[Ketentuan Tugas]
1. Dalam teks tentang masa sulit setahun lalu, karena apa penulis harus menjalani operasi?
2. Lanjutkan teks tentang masa sulit setahun lalu setelah kalimat terakhir yang tertulis.

Jika saya mengingat satu tahun lalu, saya pasti langsung membisu. Masih jelas teringat di benak saya beberapa kejadian tidak mengenakkan yang terjadi di antara bulan Oktober-November tahun lalu.
Saya ingat ketika saya hampir menyerah untuk menjalani pekerjaan dan panggilan ini. Saya juga masih ingat ketika kicauan demi kicauan kekecewaan saya lontarkan dengan terselubung di sosial media. Dua adik laki-laki saya bahkan menyatakan saya sebagai wanita galau dan saya pun tidak kuasa untuk menampik sebutan tersebut.
Suatu sore, saya pun masih ingat ketika rekan kerja saya kebingungan mendapati saya menangis dan ingin segera mengakhiri tahun ajaran tersebut. “You’re doing good…” katanya saat itu. Tapi kata-kata itu tidak sanggung menghapus air mata saya.
Di sore yang sama juga akhirnya membuat suami saya harus duduk di lantai dekat meja kerja saya dan berusaha memberi penghiburan. “Harus naik ke puncak yang lebih tinggi baru bisa membuat keputusan….” katanya lagi lalu ia mengajak saya menikmati secangkir kopi di kafe favorit kami.
Di tengah beratnya membawa hati, saya harus merasakan atmosfer yang sangat tidak nyaman. Saya harus merasakan kegagalan dan ditinggalkan sendirian. Saat itu rasanya saya tidak bisa percaya siapapun. Teman, polisi, atasan, semuanya tidak dapat meredakan ketidaknyamanan tersebut.
Tidak lama setelah itu, saya pun masih ingat ketika di suatu malam saya harus mengerang kesakitan dan dilarikan ke rumah sakit oleh suami saya. Esoknya vonis operasi harus saya terima karena usus buntu. Saya menangis di hadapan nenek dan suami saya. Tak pernah terbersit sedikitpun saya akan duduk di meja operasi. Tak lama saya bangun dari obat bius, saya pun diperhadapkan pada satu fakta bahwa saya telah kehilangan janin saya. Janin yang saya tunggu selama satu tahun usia pernikahan kami. Rasanya saat itu, air mata saya sudah kering. Tak mampu lagi untuk menangis.

[Data Mentah]
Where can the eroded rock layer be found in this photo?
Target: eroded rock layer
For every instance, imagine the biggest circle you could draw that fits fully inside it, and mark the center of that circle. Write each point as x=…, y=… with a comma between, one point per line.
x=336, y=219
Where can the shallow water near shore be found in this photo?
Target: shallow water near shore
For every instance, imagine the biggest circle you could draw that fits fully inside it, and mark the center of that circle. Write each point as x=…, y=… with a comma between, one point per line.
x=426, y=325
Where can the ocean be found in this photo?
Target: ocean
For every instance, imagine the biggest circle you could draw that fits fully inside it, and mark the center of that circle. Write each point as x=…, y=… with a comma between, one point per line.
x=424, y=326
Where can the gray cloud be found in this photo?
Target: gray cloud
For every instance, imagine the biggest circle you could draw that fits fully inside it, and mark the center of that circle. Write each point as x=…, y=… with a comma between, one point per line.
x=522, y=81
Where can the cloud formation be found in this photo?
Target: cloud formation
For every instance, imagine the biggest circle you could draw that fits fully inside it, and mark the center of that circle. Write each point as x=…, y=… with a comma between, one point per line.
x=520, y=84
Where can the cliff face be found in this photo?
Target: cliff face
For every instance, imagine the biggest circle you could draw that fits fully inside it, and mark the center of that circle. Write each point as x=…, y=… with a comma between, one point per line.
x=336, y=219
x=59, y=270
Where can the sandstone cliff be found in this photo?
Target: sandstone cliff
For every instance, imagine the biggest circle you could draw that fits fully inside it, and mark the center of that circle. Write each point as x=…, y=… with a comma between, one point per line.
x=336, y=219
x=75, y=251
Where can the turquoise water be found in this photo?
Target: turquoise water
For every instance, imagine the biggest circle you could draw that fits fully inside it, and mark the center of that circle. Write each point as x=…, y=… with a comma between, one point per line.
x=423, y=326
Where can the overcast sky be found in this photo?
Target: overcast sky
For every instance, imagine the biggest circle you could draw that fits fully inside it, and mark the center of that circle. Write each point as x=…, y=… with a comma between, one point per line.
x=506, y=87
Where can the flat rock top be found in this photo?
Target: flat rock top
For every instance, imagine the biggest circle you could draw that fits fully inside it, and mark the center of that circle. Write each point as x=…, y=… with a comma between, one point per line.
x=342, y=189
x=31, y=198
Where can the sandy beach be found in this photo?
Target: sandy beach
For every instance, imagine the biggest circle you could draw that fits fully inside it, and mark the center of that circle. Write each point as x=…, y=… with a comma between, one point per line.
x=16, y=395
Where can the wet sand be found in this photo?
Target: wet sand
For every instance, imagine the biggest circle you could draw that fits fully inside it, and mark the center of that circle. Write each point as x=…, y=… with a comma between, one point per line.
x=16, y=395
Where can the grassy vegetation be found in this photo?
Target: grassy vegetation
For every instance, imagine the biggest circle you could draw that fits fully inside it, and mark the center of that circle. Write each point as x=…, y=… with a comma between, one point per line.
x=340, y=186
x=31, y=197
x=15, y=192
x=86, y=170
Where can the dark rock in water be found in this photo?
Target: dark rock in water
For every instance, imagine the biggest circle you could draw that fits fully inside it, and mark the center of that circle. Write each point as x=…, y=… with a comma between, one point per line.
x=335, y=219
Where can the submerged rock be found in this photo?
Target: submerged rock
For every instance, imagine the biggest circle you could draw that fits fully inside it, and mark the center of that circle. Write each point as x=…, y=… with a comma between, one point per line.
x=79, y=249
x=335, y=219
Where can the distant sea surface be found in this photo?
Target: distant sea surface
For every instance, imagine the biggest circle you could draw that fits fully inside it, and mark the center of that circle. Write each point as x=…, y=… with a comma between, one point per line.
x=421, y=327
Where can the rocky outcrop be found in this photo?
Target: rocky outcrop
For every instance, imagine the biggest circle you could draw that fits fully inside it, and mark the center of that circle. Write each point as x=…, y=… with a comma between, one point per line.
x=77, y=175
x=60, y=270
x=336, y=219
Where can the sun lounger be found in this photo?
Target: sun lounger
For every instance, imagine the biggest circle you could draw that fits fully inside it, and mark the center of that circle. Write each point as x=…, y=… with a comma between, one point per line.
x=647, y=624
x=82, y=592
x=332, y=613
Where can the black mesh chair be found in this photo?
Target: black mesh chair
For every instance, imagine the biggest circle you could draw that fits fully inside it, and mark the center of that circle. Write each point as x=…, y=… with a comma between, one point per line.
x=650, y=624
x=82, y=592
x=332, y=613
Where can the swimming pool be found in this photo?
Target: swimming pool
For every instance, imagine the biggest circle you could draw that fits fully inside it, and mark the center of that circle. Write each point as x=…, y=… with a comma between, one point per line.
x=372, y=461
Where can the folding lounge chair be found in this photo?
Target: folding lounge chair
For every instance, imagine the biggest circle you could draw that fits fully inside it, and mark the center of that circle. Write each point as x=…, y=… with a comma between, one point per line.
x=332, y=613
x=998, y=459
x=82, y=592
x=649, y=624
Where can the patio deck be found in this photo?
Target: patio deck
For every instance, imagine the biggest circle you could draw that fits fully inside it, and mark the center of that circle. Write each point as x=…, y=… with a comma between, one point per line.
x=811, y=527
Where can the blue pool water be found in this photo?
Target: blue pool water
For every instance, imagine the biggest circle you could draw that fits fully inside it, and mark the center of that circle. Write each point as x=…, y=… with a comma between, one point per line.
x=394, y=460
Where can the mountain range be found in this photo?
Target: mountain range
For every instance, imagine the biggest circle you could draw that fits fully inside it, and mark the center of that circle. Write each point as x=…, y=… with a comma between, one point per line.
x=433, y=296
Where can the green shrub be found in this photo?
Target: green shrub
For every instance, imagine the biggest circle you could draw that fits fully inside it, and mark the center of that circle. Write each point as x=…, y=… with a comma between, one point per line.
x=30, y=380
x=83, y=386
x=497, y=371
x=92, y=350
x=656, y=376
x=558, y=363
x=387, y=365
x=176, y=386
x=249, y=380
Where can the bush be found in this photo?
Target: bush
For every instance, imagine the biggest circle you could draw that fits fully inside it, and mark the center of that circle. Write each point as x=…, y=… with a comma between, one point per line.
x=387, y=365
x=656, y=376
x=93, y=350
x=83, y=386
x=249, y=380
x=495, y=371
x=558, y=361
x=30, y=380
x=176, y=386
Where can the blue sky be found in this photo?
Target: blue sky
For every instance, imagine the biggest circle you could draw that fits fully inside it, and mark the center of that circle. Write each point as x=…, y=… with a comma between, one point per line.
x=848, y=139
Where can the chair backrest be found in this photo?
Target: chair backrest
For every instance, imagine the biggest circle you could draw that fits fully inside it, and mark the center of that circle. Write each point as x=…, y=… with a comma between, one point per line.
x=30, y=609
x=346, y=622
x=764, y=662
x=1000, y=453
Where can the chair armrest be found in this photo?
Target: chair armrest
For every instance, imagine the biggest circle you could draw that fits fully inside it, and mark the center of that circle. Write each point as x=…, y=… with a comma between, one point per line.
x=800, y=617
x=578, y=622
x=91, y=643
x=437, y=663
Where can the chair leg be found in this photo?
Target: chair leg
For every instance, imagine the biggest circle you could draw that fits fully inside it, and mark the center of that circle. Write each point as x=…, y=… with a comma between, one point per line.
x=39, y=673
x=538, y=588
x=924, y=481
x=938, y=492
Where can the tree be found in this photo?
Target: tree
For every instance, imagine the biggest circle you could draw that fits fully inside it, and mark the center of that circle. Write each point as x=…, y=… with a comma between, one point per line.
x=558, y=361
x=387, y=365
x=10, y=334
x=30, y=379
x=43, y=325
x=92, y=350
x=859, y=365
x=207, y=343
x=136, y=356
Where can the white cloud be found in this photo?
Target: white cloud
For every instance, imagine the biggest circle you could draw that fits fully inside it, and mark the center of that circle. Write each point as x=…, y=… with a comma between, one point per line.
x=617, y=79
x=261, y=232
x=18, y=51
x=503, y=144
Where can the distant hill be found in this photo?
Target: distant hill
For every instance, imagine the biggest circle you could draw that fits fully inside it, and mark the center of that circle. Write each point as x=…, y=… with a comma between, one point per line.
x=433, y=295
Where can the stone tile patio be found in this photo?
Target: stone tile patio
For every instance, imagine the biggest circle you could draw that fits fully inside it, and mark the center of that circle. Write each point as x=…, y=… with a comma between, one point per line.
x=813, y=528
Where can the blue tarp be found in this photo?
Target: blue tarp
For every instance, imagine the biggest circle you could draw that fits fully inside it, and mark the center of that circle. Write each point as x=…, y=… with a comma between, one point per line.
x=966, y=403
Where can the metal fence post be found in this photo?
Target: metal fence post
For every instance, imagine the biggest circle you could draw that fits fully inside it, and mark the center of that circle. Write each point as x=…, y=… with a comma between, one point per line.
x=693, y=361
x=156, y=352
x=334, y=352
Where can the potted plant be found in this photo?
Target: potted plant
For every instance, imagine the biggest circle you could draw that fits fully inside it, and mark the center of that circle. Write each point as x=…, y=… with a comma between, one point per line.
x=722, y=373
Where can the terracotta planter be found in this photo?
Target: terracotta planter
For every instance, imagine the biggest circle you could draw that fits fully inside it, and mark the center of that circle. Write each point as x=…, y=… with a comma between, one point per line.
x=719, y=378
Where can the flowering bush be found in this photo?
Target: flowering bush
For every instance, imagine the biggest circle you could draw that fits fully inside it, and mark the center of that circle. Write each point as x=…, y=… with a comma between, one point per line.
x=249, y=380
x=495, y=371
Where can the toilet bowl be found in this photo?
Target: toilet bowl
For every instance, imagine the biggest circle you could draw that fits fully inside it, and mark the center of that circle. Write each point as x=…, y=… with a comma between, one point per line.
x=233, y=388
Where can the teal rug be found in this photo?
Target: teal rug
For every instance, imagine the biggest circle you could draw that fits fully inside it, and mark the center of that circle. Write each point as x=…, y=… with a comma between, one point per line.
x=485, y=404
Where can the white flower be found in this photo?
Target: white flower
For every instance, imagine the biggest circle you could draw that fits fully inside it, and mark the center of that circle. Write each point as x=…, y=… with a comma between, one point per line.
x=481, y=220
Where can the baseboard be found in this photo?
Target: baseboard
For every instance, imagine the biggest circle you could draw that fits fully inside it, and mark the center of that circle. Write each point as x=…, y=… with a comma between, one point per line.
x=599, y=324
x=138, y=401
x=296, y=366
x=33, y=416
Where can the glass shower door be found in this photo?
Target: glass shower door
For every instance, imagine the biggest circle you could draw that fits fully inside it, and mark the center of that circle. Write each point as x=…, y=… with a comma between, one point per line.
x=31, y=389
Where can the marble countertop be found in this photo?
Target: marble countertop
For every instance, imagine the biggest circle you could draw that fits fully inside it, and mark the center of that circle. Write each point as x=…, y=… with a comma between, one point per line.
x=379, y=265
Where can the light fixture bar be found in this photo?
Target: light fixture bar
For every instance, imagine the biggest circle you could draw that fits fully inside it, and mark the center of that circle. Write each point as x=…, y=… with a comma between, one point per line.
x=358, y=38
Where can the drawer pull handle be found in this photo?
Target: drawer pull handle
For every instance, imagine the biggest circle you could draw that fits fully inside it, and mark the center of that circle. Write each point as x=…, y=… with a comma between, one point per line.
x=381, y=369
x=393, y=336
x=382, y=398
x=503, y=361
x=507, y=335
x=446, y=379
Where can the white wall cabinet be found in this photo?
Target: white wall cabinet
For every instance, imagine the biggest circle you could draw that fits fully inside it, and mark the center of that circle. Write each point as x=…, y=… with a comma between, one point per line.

[Daftar Jawaban]
1. Karena usus buntu.

2.
Selama 5 hari saya terbaring di rumah sakit. Selama 5 hari tersebut seluruh peristiwa diputar dengan jelas dalam kepala. Di tengah kesendirian dan kesakitan, saya sungguh merasakan Tuhan. Penghiburan dan penguatan diberikan untuk saya. Alih-alih mengatakan bahwa Tuhan tak adil, saya sungguh merasakan Tuhan sungguh adil dan kasih pada saya.
Di tengah ketidaksabaran saya menanti sang buah hati, Tuhan menunjukkan pada saya betapa Ia sanggup memberikan di saat yang tepat. Bukan saat itu karena buah penantian kami harus kembali ke pangkuan BapaNya.
Di ambang keputusasaan saya menjalani sebuah panggilan yang Tuhan percayakan, saya melihat betapa banyak Tuhan menunjukkan pribadi-pribadi yang menguatkan saya. Saya masih ingat ketika suara saya habis setelah keluar dari ruang operasi dan dibuat tertawa oleh murid-murid saya. Dengan suksesnya mereka membuat suara saya kembali.
Jujur saya menjalani satu tahun pasca peristiwa tersebut dengan lebih bahagia. Saya pun merasa ekspektasi saya akan kebahagiaan lebih sederhana. Jika dulu saya menuntut setiap murid harus duduk tenang, saya justru saat ini merasa bahagia jika melihat mereka aktif bergerak perang-perangan. Saya mampu menjalani peran saya lebih maksimal. Saya mampu untuk menyingkapi setiap permasalahan dengan tenang. Saya juga mampu untuk lebih banyak tersenyum. Saya bahkan kembali berani menuliskan target dan impian pribadi jangka pendek dan jangka panjang saya. Jujur, sebelumnya saya terlalu lelah untuk berharap. Tak lupa saya pun berusaha mewujudkannya. Jika ada yang tidak terwujud, akan saya tunda untuk perjalanan lainnya. Saya sangat bahagia dalam mewujudkan ataupun menantikan terwujudnya impian-impian kecil saya 🙂
Bulan demi bulan berlalu. Saya pindah rumah yang sudah terbangun dan ketenangan itu makin nyata. Tidur saya makin lelap dan senyuman tetap nyata walaupun saya baru menghadapi hari yang sulit.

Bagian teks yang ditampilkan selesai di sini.